/---
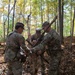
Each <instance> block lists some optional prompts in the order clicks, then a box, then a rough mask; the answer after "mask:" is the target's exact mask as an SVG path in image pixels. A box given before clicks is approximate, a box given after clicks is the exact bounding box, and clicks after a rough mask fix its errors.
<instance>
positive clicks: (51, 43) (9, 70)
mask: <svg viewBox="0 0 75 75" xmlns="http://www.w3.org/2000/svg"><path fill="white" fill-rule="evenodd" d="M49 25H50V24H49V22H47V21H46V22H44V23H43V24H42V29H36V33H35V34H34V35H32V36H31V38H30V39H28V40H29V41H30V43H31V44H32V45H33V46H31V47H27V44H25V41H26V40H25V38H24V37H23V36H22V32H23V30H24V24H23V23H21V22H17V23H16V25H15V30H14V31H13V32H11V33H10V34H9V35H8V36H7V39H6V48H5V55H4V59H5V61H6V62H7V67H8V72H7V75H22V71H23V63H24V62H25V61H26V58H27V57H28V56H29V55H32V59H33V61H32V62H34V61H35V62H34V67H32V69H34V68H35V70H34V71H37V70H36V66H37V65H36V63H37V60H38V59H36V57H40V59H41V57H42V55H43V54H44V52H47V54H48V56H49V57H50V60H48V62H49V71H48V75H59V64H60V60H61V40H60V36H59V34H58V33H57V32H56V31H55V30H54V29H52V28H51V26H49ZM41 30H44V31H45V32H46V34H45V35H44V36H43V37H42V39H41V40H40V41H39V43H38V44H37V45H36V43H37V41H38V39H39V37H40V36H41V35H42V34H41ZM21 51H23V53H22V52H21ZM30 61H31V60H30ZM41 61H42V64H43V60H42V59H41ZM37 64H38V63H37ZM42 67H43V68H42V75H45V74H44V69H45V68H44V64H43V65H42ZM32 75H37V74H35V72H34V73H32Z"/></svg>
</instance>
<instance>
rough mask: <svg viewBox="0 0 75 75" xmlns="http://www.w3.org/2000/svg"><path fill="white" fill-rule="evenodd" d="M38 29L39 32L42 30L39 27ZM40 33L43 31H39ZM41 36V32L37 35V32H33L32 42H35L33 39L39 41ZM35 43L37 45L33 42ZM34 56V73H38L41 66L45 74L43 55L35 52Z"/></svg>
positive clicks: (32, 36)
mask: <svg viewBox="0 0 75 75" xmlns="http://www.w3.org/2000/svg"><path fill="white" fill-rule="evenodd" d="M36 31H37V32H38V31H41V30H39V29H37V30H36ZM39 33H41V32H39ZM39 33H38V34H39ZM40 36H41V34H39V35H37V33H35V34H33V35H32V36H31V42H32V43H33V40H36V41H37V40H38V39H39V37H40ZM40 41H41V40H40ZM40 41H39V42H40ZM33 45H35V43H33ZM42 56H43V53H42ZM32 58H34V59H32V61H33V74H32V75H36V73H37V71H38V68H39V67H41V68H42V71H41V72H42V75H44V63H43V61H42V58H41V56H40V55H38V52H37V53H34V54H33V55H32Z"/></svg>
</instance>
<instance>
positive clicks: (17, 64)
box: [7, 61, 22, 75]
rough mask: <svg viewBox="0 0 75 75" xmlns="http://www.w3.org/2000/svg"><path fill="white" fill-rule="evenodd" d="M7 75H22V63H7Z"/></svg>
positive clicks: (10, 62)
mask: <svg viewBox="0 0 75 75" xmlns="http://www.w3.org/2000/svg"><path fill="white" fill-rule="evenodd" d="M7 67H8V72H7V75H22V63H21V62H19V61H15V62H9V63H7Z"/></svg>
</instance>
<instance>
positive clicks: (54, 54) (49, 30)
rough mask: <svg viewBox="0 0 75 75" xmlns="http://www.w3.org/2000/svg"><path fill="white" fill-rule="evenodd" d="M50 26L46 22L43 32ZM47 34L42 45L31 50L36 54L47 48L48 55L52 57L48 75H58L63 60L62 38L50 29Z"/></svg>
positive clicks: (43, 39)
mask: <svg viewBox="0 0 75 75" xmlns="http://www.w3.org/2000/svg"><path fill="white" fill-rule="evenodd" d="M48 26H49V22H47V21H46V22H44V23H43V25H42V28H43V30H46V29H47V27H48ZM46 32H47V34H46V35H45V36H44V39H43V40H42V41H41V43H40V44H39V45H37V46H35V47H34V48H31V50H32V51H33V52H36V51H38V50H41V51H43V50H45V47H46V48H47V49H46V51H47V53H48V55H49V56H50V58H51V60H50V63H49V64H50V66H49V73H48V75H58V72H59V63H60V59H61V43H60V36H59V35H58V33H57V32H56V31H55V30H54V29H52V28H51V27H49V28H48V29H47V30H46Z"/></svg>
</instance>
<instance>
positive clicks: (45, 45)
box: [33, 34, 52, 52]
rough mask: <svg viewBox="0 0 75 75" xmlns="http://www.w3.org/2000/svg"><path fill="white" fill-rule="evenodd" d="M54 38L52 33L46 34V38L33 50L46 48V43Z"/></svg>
\---
**Required action**
Copy exactly, word for word, the line with "box: [33, 34, 52, 52]" through the final line of the listing.

**Exercise answer**
box: [33, 34, 52, 52]
rough mask: <svg viewBox="0 0 75 75" xmlns="http://www.w3.org/2000/svg"><path fill="white" fill-rule="evenodd" d="M54 38L52 33L46 34V38L33 50L46 48V43Z"/></svg>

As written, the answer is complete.